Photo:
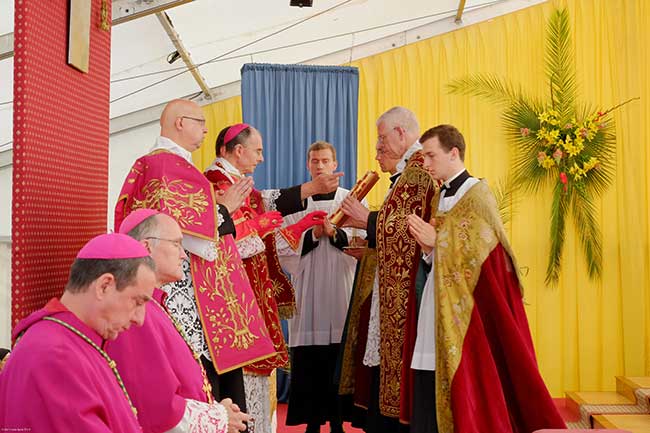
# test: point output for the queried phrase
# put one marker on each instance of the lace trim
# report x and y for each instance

...

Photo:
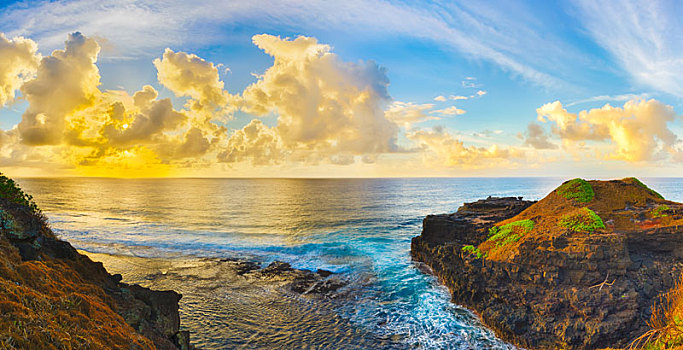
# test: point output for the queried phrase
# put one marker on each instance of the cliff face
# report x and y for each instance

--

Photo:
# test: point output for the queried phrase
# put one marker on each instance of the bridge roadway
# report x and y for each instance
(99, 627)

Exercise instructions. Go through the data, and copy each line in which the word "marker" appears.

Answer area.
# put one marker on each instance of the lace trim
# put one marker on each instance of the cliff face
# put one marker on each instance of the bridge roadway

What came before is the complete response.